Excerpt provided
When the UK Prime Minister addressed the nation on December 20, the news was bad enough: Christmas was canceled.
Boris Johnson plunged the country into harsh new restrictions, blaming a new variant of the disease that had been spreading in London and the southeast of England since September.
But suddenly, things got even worse.
Country after country closed their borders to flights from the UK, in a bid to keep the new variant confined to “plague island,” as The New York Times dubbed it.
With ferry routes across the Channel blocked, trucks carrying goods to the continent backed up for miles along the motorways. Eventually, a local airport in Kent was turned into a parking lot for 4,000 trucks. Nothing could get into the UK, either. It was, said the wags, a taster of what a no-deal Brexit would be like.
That no-deal was averted – the government signed an agreement with the EU on December 24. But the crisis is not yet over.
UK travelers are still banned from much of the world – including EU countries – because of the homegrown variant.
While there was a Brexit deal, red tape has already led to a “major crisis” of food shortages in Northern Ireland, and photos of empty supermarket shelves in England.

Questions to answer
A - In the piece about the UK's new variant and Brexit, how many trucks could the airport in Kent hold after it was turned into a parking lot?
B - Write out a passage from the piece about the UK's new variant and Brexit word for word: begin at the words "Boris Johnson plunged" and stop after "not yet over.".
C - Keep writing the piece about the UK's new variant and Brexit, starting after its last sentence.
The lines that come after this piece about the UK's new variant and Brexit are from a separate source.

Entries supplied
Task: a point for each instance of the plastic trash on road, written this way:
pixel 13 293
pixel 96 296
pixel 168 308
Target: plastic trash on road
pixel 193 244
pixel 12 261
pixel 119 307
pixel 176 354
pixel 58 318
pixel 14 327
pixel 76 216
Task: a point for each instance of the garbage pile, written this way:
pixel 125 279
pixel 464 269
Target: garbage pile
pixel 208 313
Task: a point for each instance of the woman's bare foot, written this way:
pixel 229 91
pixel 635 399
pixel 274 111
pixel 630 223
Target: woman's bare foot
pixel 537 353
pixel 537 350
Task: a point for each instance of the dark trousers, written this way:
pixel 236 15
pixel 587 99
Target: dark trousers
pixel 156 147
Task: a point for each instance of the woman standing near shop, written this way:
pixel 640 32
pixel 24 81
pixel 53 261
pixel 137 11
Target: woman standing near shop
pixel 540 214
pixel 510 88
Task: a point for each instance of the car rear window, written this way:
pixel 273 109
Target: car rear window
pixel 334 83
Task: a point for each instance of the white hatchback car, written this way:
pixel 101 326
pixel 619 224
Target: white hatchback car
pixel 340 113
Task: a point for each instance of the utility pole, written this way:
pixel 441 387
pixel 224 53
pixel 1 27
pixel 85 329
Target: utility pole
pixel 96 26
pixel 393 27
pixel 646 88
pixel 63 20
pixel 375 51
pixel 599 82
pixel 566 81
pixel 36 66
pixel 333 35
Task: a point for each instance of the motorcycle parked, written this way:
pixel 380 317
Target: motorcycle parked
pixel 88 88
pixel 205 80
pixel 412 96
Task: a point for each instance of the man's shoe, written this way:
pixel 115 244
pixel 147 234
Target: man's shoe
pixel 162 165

==

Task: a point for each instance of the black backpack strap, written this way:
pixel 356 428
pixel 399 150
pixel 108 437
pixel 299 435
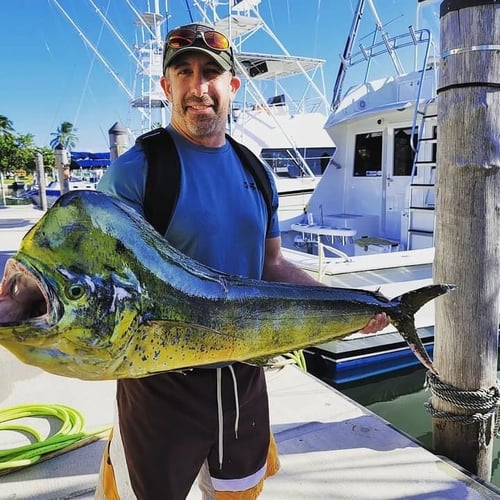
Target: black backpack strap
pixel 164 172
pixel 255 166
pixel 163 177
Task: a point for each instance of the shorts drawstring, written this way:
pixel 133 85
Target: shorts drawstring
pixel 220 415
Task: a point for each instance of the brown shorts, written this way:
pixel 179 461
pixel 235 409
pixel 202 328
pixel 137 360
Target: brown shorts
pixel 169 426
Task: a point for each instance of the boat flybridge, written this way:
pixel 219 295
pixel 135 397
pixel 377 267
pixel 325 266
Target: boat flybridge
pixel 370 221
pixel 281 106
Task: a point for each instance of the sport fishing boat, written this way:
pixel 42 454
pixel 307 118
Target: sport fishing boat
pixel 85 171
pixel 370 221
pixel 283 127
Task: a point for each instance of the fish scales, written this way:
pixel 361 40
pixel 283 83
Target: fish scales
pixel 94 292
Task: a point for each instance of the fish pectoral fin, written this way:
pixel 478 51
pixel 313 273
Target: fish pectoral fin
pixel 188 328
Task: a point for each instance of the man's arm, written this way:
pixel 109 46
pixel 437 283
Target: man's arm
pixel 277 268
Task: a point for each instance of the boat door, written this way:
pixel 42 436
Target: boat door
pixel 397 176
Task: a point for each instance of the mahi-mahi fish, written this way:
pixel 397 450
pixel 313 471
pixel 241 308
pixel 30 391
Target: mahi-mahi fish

---

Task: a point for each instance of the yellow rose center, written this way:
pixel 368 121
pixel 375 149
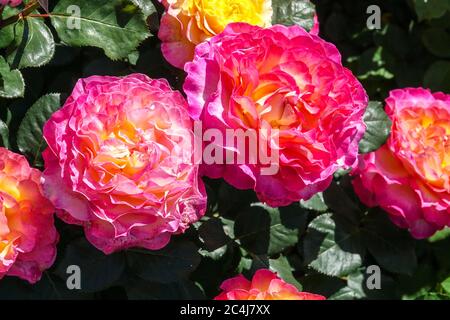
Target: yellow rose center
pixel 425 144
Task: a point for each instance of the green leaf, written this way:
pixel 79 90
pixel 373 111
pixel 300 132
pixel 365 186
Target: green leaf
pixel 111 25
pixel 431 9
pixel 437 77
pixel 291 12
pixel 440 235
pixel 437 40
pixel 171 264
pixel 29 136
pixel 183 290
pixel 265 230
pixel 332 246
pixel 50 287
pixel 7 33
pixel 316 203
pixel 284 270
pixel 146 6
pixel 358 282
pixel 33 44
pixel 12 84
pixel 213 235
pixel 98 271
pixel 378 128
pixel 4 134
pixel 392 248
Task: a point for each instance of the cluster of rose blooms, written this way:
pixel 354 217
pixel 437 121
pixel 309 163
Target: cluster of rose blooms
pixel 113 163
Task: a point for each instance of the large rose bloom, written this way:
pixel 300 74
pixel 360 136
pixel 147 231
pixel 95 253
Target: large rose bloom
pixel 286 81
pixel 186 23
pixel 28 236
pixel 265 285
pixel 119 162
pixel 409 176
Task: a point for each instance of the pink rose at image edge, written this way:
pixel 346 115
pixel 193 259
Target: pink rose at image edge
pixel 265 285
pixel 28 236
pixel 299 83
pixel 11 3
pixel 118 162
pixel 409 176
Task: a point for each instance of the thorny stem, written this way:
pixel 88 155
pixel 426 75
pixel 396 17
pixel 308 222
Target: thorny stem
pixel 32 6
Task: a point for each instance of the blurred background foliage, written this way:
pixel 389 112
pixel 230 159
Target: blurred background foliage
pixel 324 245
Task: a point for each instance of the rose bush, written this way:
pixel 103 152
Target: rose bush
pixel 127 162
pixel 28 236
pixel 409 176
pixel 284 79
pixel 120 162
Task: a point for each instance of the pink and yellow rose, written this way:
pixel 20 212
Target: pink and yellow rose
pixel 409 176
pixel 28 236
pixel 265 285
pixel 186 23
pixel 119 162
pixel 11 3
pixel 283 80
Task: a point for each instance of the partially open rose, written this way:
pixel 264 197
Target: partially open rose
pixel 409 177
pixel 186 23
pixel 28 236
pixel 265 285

Task-by-task results
A - 4,000 trucks.

B -
Boris Johnson plunged the country into harsh new restrictions, blaming a new variant of the disease that had been spreading in London and the southeast of England since September.
But suddenly, things got even worse.
Country after country closed their borders to flights from the UK, in a bid to keep the new variant confined to “plague island,” as The New York Times dubbed it.
With ferry routes across the Channel blocked, trucks carrying goods to the continent backed up for miles along the motorways. Eventually, a local airport in Kent was turned into a parking lot for 4,000 trucks. Nothing could get into the UK, either. It was, said the wags, a taster of what a no-deal Brexit would be like.
That no-deal was averted – the government signed an agreement with the EU on December 24. But the crisis is not yet over.

C -
And although the UK was the first country in the world to start a vaccine rollout, its good news was marred by a report on January 13 that the death tally from Covid-19 had passed 100,000 (although the government’s tally stood at the lower figure of 85,000). Two days later, the government announced that it was axing their last remaining “travel corridors.”
The UK, as its queen once said, appears to have had an “annus horribilis”. But how will that affect it as a travel destination?
Inbound travel is a lucrative business for the UK – pre-Covid, Visit Britain forecast that 2020 would see 32.3 million visitors pumping £24.7 billion ($33.6 billion) into the economy.
In the end, 2020 saw a 76% decline in visitors and an 80% drop.
The tourist board is forecasting 16.9 million visits and £9 billion ($12.2 billion) spending for 2021: a mere 41% and 32% of the 2019 figures respectively. But that is, of course, if people come. After all, who’d want to vacation on “plague island”?
Americans on the way… but not the way back
Americans do, says Melissa DaSilva, US president of Trafalgar Tours, which specializes in group travel in Europe, the UK and Ireland.
“Americans are very interested in the culture and history. A lot of people either have English or Scottish heritage and want to return to learn about that, and it’s a great place for first-time travelers to dip their toe in because of the shared language,” she says.
“We Americans very much feel a connection to England and London in particular.”
However, she warns that Trafalgar will likely be cutting amount of time its tours spend in the UK, due to Brexit border complications.
“A lot of our multi-country trips including England used to fly round-trip to London, and now we’re looking to see if from a traveler’s perspective that will be the most convenient.”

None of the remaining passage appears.